_PROBLEM REQUIREMENTS:_ Give again, word for word, every line in the entries below from the line with "TARGET = striped cushion" up to and including the line with "TARGET = leafy bush", and no other line.

_Records from a collection:_
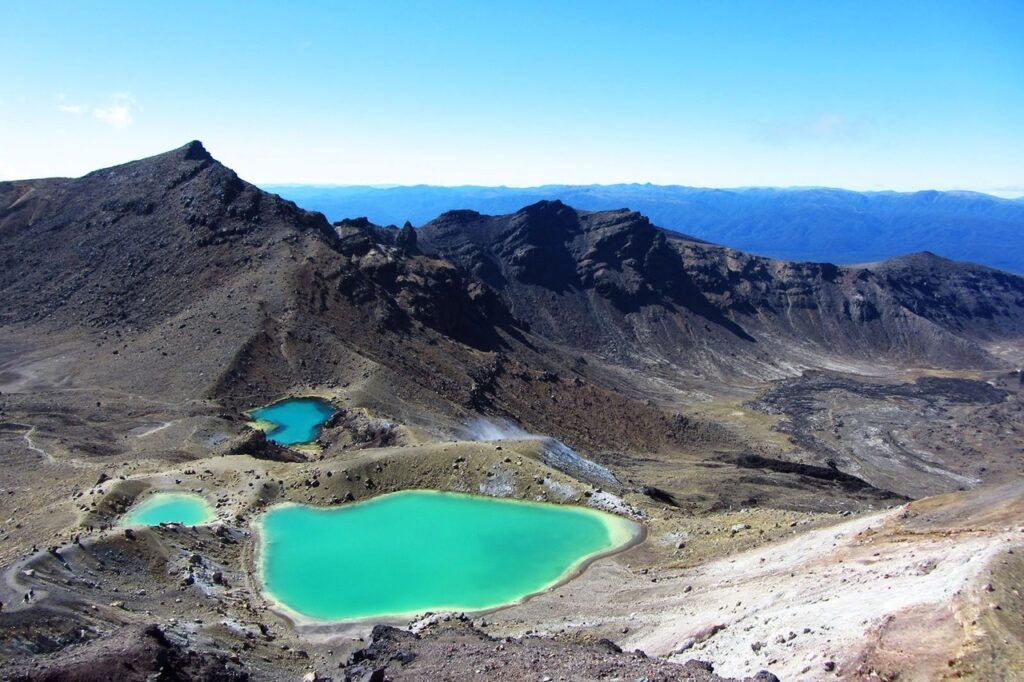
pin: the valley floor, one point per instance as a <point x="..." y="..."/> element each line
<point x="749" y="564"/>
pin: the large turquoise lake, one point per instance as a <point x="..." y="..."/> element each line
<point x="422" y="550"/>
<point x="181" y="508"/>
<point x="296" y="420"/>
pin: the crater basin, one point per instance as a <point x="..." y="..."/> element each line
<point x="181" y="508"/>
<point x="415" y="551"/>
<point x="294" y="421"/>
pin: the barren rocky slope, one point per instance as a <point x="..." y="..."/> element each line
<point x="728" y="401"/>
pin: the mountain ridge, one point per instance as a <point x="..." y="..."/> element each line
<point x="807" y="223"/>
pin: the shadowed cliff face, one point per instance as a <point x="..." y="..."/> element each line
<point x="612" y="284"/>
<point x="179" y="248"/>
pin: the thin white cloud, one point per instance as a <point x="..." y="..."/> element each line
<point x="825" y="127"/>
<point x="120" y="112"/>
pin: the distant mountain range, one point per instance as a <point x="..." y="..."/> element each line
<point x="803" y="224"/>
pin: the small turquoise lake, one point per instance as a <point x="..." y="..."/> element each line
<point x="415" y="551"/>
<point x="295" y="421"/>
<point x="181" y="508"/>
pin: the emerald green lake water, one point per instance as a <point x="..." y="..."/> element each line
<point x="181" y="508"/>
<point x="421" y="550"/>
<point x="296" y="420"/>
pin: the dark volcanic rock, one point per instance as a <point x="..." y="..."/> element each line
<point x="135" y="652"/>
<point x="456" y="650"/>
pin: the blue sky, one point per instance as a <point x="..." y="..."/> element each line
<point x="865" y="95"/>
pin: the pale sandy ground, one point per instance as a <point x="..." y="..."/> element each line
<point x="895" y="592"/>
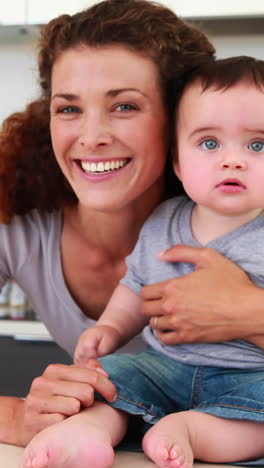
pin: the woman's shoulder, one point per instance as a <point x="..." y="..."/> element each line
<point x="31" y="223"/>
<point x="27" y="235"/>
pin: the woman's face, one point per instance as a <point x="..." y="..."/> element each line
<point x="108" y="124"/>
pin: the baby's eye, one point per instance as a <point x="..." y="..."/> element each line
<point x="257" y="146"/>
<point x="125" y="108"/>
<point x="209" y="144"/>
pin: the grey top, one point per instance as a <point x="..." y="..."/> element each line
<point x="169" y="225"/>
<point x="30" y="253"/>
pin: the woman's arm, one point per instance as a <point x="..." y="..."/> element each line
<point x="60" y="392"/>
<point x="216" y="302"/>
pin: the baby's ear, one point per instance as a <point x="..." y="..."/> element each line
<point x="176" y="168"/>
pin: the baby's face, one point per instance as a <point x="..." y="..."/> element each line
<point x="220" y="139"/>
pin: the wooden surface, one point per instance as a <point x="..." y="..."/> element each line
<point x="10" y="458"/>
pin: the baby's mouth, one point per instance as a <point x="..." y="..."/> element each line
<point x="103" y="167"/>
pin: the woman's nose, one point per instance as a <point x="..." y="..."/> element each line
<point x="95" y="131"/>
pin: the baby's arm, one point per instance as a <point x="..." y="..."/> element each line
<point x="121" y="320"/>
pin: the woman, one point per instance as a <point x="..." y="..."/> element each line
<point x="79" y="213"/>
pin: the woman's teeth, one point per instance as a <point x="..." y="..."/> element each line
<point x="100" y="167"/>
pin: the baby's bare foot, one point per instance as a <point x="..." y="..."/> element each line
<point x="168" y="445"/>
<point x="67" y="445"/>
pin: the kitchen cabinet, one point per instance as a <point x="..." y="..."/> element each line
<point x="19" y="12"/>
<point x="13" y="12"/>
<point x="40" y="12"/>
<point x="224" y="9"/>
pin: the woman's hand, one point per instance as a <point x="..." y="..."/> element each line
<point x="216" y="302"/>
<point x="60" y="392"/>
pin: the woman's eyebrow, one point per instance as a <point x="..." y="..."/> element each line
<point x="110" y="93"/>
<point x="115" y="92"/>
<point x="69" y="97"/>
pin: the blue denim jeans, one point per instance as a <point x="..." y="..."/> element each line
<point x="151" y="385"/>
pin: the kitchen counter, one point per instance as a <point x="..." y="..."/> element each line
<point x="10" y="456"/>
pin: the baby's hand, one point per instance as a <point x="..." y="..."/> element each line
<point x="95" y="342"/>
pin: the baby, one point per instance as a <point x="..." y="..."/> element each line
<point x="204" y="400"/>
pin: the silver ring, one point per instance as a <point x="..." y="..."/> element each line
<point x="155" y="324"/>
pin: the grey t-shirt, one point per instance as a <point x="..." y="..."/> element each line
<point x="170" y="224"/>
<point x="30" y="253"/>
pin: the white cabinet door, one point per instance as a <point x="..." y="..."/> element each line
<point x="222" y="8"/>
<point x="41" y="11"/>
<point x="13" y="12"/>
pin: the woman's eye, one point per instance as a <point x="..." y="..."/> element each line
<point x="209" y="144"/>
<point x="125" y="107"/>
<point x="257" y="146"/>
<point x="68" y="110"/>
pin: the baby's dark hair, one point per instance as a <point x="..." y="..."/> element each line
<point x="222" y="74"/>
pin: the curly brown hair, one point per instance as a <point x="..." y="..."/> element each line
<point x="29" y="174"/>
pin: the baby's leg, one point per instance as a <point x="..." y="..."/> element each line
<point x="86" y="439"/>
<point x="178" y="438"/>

--

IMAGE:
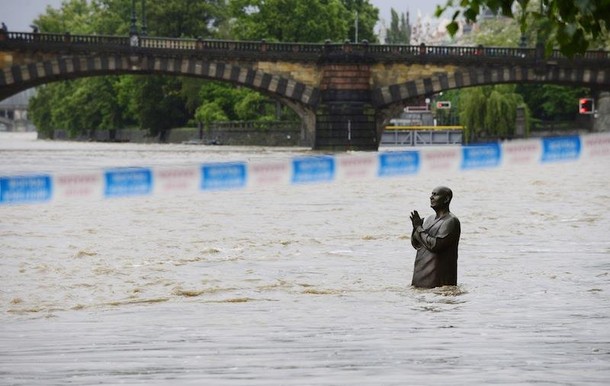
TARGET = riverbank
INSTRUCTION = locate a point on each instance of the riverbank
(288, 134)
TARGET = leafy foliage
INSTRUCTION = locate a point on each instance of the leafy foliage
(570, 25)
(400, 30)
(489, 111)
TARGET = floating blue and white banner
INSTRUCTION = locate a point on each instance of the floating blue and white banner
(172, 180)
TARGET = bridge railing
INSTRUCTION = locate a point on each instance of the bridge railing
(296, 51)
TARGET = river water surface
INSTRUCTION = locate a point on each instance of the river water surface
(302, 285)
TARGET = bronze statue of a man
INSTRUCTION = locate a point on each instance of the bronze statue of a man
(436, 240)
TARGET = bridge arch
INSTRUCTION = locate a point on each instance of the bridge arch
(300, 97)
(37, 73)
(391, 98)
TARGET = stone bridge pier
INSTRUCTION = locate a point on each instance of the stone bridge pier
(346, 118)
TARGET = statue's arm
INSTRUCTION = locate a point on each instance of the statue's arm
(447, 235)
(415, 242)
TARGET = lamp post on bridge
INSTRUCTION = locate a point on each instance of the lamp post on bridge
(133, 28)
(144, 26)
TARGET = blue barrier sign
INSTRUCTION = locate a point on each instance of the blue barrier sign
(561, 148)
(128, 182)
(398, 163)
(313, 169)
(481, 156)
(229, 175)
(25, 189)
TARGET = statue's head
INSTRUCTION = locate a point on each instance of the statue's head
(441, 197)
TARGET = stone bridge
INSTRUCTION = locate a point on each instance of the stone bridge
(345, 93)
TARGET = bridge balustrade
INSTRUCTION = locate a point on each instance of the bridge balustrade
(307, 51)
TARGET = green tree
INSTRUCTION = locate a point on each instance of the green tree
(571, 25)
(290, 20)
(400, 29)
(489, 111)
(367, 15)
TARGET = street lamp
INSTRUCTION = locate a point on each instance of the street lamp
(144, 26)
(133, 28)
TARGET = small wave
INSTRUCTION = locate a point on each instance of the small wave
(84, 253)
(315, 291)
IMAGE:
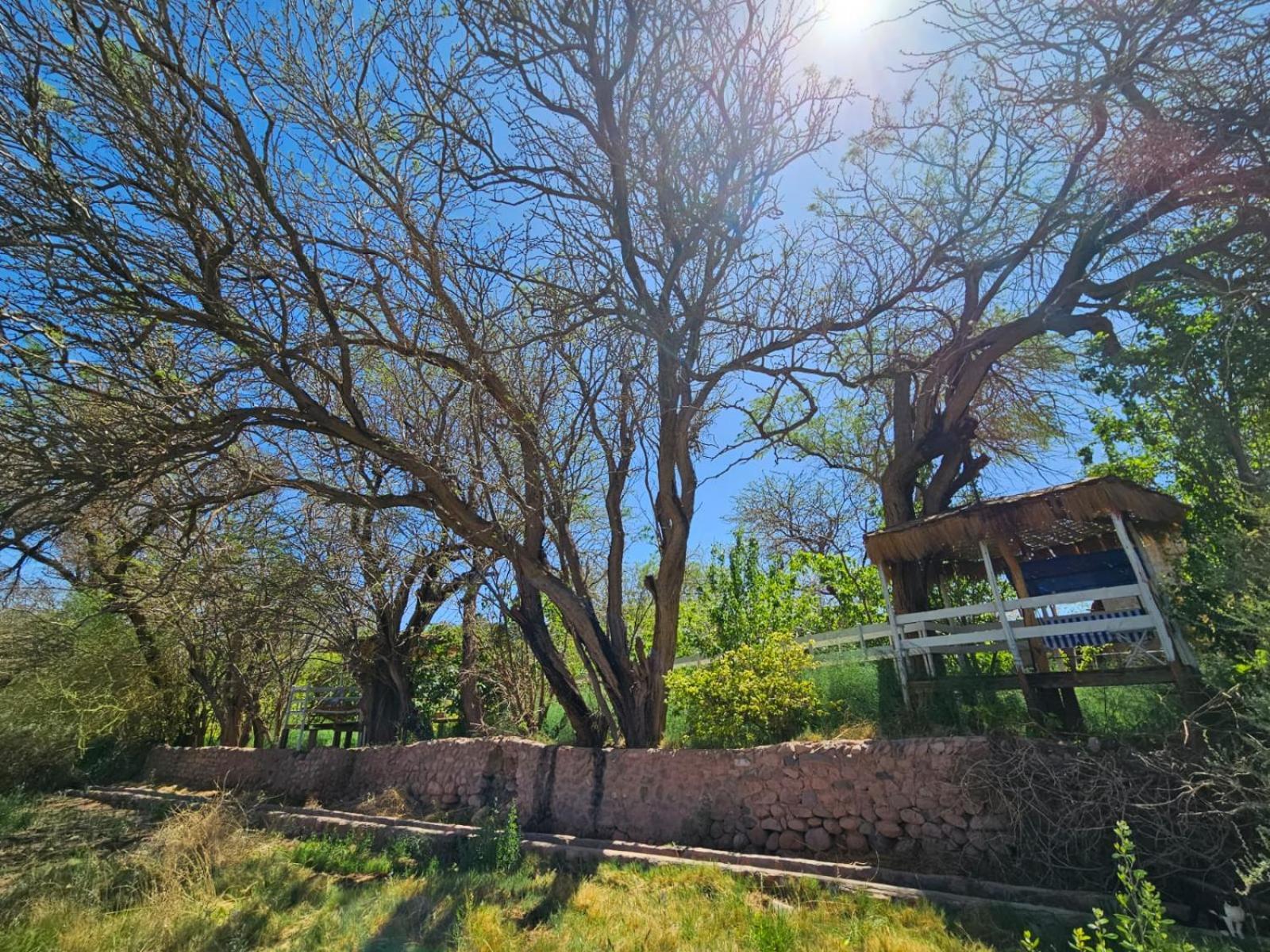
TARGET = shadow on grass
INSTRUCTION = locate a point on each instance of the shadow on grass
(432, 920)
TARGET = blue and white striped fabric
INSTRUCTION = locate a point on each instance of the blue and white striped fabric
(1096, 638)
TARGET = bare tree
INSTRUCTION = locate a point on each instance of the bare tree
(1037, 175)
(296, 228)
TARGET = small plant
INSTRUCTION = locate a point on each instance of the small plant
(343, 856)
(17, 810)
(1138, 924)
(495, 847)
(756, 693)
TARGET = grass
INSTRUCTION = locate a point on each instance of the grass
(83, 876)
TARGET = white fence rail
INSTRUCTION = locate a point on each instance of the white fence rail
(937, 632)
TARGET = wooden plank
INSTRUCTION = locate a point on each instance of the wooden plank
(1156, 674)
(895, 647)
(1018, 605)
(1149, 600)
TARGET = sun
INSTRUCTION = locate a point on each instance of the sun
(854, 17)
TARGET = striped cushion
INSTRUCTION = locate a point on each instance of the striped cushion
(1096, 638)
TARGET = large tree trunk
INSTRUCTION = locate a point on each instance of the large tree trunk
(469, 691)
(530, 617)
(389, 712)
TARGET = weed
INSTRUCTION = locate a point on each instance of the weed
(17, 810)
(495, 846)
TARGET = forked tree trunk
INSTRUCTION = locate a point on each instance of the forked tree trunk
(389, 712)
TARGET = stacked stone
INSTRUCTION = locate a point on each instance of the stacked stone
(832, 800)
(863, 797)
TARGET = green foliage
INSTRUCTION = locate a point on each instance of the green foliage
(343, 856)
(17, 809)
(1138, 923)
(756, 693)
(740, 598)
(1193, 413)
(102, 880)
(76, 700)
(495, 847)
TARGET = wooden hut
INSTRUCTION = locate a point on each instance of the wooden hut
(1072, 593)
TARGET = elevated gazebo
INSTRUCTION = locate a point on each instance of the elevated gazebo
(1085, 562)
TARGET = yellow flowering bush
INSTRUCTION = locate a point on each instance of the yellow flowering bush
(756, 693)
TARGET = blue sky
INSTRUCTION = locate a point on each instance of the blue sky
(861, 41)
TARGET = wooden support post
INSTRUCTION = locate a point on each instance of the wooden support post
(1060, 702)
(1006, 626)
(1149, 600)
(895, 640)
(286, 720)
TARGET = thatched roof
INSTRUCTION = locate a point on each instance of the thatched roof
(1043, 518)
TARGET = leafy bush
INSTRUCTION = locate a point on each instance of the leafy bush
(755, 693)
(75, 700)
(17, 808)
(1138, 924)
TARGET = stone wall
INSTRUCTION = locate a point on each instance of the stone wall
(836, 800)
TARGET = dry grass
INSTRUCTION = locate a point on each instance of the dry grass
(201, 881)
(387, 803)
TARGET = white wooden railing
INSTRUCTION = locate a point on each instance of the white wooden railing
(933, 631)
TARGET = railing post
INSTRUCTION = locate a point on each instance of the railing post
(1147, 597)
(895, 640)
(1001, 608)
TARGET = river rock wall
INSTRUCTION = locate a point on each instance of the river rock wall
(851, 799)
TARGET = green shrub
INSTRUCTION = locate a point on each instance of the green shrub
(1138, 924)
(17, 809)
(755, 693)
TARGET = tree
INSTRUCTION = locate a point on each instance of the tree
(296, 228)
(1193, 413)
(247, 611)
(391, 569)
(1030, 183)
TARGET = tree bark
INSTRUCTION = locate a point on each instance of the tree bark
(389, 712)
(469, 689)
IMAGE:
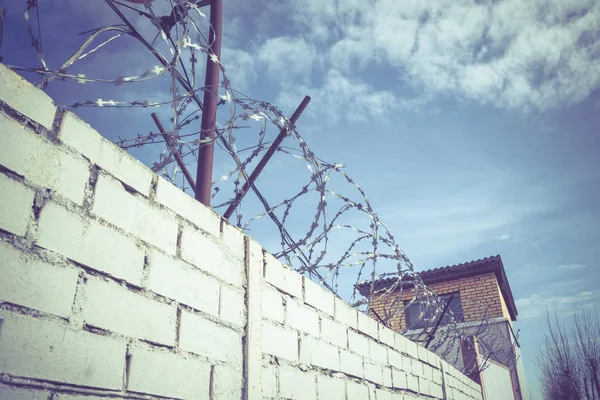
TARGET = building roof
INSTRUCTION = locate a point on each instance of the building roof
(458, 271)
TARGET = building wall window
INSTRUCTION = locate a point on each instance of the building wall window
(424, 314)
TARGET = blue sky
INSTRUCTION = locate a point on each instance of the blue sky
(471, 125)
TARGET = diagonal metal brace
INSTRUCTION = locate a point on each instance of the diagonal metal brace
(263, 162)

_SOLUTION TO THE PROBLEM:_
TARGET = striped cushion
INSTRUCTION = locate a point on each instance of the striped cushion
(1096, 638)
TARGET = large tree trunk
INSTRUCTION = locate a point on each instance of the large tree trunk
(469, 691)
(530, 617)
(389, 712)
TARGET = weed
INSTRUCTION = locate a point on each instance of the weed
(17, 810)
(495, 846)
TARGET = forked tree trunk
INSTRUCTION = locate a point on each instance of the forked tree trunk
(389, 712)
TARGET = stacked stone
INSTRUCTION = locate a point on each instance of the stacked stone
(832, 800)
(863, 797)
TARGET = green foliage
INSTRUCTION = locate a point on each instance of the green foliage
(343, 856)
(17, 809)
(1138, 923)
(756, 693)
(740, 598)
(1193, 413)
(102, 880)
(76, 700)
(495, 847)
TARGET = wooden hut
INSTRUCTION = locate a point on each instance of the wooden hut
(1072, 593)
TARGET = elevated gazebo
INSTRUCTION = locate a point on each instance of the elevated gazebo
(1085, 562)
TARGET = yellow flowering bush
INSTRUCTION = locate a point on each instance of the yellow flowering bush
(756, 693)
TARGET = blue sky
INSTRUCTION = locate a point on each instance of the blue sky
(861, 41)
TARGET = wooden support post
INSTRUCTION = locate a point on each instance of the wooden support post
(1060, 702)
(1006, 626)
(1149, 600)
(895, 640)
(286, 720)
TARGET = thatched roof
INSTRUCTION = locate a point on each instance of the thatched roof
(1043, 518)
TARGET = leafy bush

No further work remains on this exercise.